What this task involves – Recast the rows starting at the line containing "drop a point: the reflection on water" and ending at the line containing "(1047, 437)" as a two-column CSV with the headers text and answer. Write one CSV line per row, with each field in quotes and any line breaks replaced by spaces.

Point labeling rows
::::
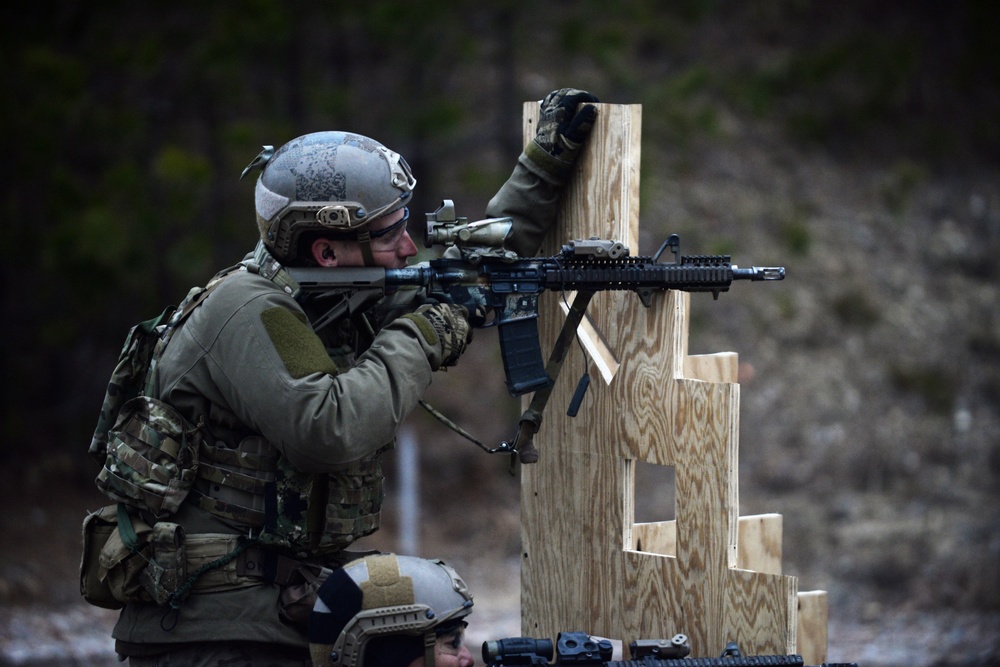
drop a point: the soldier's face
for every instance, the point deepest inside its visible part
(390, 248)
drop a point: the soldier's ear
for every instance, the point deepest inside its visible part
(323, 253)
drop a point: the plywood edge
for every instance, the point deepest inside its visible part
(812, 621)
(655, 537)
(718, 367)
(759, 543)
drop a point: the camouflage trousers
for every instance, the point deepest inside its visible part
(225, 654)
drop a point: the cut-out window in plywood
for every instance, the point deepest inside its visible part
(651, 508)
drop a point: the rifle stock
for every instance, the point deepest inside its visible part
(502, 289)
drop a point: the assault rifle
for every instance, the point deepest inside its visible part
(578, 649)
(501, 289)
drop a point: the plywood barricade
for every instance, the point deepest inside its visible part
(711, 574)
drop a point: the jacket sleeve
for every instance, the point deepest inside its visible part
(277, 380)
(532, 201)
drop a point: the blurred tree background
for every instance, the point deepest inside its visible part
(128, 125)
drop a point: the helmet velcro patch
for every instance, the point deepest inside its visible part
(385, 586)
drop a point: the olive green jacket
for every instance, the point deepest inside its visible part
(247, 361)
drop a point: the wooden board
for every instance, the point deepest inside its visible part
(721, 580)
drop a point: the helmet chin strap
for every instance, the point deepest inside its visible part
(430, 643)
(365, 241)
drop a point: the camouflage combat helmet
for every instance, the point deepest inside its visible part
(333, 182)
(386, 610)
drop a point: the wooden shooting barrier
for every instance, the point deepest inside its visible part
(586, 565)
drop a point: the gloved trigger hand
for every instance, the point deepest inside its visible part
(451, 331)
::::
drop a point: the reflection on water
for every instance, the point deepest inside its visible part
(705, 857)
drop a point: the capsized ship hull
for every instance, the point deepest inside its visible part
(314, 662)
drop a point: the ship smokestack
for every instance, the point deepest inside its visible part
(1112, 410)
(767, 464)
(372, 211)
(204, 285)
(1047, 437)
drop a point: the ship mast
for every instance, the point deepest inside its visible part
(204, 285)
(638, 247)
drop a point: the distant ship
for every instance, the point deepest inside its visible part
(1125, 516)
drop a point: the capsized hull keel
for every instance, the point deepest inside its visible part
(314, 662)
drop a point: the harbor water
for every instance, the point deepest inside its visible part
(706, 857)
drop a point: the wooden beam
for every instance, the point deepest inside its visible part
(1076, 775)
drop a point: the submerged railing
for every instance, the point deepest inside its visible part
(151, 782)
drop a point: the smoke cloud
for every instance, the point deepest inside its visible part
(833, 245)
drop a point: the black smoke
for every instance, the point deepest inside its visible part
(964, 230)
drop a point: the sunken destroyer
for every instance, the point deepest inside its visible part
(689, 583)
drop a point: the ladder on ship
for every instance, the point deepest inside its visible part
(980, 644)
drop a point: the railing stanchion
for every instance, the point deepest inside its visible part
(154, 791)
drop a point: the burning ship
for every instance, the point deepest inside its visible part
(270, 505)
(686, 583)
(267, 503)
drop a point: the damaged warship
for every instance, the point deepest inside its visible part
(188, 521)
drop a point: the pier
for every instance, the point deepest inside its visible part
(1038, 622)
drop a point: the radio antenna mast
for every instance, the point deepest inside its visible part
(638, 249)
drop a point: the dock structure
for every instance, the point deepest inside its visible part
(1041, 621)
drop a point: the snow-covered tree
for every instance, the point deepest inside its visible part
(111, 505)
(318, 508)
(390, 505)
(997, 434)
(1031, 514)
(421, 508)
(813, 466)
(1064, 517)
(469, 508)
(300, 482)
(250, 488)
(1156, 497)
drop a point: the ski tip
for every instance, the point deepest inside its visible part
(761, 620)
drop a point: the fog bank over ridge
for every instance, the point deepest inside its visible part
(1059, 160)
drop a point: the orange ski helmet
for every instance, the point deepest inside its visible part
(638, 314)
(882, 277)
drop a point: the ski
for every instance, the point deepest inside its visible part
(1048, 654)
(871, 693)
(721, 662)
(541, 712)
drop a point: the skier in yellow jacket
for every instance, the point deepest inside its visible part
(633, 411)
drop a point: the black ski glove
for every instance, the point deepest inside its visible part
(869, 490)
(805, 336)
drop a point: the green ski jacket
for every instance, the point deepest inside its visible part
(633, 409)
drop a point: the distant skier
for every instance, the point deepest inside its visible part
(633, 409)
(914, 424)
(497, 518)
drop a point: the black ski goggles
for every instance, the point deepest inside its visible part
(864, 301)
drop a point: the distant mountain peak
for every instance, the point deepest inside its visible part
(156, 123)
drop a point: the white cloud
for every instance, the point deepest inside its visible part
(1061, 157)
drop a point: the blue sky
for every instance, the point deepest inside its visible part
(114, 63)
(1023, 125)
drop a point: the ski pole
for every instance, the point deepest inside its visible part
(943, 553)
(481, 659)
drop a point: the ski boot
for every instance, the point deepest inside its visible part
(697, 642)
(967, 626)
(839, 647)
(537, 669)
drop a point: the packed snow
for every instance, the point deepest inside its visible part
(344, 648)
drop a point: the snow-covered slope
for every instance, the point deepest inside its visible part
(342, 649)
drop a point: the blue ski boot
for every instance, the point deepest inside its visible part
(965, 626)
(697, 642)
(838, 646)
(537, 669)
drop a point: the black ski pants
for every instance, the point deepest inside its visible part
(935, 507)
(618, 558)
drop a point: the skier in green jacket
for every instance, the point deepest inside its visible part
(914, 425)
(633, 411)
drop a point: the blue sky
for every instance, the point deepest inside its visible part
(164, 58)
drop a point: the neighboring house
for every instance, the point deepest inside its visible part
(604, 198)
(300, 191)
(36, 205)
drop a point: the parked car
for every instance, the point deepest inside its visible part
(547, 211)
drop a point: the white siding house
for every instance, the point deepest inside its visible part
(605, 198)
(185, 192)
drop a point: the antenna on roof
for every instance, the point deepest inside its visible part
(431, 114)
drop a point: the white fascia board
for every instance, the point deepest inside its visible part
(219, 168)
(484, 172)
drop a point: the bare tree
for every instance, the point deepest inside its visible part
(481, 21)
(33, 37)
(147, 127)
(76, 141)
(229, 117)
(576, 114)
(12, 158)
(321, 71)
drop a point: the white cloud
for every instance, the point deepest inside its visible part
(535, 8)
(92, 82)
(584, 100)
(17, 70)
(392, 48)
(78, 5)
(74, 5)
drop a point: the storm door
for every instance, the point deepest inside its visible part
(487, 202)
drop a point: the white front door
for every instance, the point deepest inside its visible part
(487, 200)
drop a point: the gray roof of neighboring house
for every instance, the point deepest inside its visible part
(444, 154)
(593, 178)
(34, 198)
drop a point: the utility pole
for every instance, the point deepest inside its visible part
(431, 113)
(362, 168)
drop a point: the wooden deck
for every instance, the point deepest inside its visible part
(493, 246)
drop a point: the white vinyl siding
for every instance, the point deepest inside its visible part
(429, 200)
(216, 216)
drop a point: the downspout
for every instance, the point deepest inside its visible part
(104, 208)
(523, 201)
::::
Output of the exercise –
text,answer
"drop a point: the reflection on water for every instance, the point deepest inside its visible part","(705, 857)"
"drop a point: the capsized ship hull for every instance, the point deepest inside its visible part","(314, 662)"
"drop a point: the ship smokestack for every instance, the point deepest inside its visible part","(1112, 410) (767, 464) (372, 211) (204, 285) (1047, 437)"